(begin)

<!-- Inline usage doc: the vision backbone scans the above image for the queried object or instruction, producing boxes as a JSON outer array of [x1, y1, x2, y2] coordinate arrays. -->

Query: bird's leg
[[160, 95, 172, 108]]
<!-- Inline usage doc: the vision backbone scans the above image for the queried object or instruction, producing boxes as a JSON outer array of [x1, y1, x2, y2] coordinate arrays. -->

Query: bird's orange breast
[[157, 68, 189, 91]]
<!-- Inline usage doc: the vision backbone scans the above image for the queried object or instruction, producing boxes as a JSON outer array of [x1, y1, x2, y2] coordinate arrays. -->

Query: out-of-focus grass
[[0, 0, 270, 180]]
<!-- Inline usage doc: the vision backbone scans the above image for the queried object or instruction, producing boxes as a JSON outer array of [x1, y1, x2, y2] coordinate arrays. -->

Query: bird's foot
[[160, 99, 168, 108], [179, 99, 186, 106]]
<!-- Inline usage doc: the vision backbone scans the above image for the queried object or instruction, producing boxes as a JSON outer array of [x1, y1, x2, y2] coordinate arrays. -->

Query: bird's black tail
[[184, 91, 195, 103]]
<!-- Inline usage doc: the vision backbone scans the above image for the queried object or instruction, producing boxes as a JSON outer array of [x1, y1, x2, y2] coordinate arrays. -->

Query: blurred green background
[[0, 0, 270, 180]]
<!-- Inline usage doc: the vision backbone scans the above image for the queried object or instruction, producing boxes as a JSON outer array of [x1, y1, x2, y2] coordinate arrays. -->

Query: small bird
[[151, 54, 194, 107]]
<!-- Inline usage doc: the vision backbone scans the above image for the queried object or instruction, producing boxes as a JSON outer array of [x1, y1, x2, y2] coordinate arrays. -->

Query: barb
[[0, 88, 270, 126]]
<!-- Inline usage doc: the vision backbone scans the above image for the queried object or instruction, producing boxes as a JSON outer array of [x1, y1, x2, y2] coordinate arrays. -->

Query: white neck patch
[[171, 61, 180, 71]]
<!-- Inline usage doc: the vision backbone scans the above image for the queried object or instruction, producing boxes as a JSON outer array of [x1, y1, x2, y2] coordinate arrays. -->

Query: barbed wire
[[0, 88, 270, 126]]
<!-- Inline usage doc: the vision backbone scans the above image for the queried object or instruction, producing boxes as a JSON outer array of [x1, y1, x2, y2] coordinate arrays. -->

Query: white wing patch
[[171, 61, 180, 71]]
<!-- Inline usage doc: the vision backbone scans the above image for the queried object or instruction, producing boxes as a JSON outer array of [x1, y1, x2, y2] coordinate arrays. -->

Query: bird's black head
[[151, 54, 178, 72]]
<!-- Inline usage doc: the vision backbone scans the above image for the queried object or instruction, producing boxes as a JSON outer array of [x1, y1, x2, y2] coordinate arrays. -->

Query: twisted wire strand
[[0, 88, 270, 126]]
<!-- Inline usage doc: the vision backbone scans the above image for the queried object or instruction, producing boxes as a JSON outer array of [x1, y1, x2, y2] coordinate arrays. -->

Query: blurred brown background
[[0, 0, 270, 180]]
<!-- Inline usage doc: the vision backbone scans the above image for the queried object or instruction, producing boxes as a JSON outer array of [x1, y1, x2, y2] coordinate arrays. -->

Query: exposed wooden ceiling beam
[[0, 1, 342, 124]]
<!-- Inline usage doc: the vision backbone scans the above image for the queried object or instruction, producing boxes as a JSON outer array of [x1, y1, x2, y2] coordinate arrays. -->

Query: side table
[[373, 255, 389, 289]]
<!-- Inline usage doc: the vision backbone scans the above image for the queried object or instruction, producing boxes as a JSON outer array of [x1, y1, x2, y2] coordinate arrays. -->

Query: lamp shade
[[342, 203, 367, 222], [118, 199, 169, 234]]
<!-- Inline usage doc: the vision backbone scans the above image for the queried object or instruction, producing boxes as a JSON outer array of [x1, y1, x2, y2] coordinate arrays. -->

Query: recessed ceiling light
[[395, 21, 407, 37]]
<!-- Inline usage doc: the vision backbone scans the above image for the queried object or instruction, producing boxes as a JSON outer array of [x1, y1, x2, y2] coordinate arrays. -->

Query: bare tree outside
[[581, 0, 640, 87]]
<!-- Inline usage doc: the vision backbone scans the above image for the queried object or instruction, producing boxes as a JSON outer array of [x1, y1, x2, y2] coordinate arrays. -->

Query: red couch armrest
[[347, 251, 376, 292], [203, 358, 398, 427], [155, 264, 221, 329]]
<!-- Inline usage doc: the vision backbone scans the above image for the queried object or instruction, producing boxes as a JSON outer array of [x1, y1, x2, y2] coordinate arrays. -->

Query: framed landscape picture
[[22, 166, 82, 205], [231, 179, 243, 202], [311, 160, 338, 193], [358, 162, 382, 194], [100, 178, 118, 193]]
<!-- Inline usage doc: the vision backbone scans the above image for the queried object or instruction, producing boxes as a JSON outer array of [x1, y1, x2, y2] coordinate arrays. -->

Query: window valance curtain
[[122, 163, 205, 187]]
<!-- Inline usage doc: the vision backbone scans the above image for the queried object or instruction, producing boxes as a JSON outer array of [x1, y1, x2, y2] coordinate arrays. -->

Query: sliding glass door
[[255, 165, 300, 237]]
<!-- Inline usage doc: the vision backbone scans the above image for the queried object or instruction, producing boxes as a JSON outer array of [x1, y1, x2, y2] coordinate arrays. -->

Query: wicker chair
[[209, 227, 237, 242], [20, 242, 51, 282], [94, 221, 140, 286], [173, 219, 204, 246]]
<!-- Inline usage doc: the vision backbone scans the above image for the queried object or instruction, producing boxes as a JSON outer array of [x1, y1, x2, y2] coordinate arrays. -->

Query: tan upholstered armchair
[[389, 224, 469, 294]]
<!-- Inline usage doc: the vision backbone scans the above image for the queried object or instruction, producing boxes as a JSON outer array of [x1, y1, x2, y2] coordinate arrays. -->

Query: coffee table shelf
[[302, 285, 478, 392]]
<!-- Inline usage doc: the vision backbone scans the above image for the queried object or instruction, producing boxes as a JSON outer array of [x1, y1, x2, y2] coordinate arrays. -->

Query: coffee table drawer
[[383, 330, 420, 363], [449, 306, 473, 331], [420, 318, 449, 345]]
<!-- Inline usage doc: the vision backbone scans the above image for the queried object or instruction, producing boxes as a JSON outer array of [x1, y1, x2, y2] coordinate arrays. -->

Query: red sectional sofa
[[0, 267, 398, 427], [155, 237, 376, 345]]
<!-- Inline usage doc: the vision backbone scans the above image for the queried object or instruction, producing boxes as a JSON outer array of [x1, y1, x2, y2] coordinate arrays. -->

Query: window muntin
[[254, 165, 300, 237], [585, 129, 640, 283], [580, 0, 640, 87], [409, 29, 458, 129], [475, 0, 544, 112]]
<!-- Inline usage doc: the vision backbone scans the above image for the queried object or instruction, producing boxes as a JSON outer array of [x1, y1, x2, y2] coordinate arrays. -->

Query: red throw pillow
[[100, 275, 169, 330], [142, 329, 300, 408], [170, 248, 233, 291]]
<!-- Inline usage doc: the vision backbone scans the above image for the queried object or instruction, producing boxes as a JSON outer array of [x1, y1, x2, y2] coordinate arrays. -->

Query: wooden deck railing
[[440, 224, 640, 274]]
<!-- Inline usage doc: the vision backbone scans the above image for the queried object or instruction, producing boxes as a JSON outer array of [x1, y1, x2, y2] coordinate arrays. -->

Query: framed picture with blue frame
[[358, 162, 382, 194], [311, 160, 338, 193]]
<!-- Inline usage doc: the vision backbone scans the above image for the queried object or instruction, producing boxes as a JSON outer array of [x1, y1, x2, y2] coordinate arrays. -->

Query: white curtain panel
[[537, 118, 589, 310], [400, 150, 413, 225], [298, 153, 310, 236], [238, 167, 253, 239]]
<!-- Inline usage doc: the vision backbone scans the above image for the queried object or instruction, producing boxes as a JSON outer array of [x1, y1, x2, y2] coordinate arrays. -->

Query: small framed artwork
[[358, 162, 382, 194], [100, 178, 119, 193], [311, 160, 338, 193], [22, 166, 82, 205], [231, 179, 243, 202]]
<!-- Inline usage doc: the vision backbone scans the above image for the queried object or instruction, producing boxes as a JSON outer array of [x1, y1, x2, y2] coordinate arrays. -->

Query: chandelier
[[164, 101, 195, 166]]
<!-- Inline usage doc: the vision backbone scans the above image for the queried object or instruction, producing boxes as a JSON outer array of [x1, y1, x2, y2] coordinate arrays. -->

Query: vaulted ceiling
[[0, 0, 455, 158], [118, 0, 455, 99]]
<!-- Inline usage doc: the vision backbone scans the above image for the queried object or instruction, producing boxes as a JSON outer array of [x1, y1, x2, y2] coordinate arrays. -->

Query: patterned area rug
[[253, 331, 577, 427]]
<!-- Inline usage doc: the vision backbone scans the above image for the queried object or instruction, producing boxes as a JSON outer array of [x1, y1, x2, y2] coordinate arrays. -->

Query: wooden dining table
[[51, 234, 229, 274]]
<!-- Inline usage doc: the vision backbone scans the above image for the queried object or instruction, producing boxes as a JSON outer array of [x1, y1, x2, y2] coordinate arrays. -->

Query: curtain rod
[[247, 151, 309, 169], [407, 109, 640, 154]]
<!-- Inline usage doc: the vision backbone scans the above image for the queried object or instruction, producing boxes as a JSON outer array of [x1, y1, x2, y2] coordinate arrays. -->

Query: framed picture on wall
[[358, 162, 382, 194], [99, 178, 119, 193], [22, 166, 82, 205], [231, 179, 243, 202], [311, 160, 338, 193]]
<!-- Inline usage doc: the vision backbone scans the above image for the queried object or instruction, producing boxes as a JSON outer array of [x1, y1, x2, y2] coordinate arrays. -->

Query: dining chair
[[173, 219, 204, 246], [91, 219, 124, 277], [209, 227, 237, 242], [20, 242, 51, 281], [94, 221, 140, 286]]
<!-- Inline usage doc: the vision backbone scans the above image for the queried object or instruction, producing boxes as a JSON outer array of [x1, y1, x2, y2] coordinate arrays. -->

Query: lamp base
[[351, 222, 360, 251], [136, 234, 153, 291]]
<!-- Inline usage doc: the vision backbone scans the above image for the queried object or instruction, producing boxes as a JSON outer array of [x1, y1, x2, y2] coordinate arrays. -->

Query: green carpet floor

(end)
(begin)

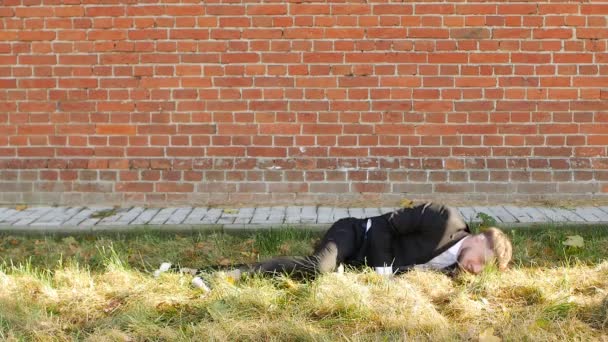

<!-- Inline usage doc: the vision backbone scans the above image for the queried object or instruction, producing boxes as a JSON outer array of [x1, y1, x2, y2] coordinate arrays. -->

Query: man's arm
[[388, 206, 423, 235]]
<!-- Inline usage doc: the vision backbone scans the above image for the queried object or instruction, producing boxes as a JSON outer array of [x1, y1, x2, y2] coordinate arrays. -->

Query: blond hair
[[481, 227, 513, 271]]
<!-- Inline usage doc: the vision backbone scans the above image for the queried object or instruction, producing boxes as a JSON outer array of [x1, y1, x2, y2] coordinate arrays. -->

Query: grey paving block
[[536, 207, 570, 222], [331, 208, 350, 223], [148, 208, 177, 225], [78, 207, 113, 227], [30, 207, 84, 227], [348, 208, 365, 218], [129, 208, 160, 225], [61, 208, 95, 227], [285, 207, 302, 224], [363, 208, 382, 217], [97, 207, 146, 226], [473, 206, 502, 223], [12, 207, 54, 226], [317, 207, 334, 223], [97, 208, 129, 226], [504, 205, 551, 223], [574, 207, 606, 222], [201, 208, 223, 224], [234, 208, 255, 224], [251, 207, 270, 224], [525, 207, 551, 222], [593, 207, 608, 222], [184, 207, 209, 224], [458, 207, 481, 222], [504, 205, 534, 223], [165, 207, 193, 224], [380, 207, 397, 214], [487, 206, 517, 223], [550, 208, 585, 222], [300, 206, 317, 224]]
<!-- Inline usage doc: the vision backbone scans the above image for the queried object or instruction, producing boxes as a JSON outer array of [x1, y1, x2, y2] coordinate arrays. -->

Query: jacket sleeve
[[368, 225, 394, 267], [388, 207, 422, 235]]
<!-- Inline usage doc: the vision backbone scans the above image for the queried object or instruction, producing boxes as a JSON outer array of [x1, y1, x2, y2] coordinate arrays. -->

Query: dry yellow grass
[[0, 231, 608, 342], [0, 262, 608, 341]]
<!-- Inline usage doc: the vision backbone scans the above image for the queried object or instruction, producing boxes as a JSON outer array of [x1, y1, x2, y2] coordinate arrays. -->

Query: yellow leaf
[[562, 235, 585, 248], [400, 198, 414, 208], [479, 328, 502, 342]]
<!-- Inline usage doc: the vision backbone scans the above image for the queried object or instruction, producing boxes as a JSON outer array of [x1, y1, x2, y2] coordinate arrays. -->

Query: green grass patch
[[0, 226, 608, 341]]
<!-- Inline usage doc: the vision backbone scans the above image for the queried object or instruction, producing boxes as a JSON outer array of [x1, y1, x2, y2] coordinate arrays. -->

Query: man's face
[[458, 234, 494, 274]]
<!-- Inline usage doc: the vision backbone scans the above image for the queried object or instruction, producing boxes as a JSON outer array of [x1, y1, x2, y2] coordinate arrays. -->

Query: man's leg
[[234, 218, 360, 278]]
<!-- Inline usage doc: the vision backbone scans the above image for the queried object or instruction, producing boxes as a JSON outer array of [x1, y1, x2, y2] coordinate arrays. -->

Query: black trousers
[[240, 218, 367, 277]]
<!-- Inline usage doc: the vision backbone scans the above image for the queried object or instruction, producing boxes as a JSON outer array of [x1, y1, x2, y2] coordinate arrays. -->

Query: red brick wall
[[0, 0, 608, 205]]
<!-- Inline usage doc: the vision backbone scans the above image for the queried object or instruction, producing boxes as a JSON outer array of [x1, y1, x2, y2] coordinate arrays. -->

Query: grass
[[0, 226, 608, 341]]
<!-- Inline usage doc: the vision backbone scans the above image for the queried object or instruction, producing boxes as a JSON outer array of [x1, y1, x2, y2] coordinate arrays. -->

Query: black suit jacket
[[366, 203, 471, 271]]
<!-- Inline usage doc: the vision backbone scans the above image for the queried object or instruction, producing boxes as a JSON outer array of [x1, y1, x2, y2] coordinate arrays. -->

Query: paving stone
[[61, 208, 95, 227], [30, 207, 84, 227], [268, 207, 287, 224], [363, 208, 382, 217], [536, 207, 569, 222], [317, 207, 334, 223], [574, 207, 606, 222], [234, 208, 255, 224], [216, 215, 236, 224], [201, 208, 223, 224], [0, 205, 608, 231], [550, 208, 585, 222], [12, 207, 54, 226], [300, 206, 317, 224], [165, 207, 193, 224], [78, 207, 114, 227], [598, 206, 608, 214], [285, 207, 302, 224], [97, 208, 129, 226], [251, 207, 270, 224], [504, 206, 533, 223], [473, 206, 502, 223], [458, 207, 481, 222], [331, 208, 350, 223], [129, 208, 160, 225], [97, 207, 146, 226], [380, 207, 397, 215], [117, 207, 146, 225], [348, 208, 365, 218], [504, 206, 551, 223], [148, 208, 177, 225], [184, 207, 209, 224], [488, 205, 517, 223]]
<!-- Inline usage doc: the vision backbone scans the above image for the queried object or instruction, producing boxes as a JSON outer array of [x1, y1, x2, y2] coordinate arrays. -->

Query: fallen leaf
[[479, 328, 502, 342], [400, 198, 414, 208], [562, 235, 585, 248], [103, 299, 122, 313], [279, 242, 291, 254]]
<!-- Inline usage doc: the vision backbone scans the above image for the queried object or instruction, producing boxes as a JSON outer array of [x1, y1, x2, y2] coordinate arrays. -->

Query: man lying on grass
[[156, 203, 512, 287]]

(end)

TASK INSTRUCTIONS => Return every line of the entries above that contains the word "wall".

RESPONSE TO THE EXERCISE =>
Query: framed picture on wall
Query: red brick wall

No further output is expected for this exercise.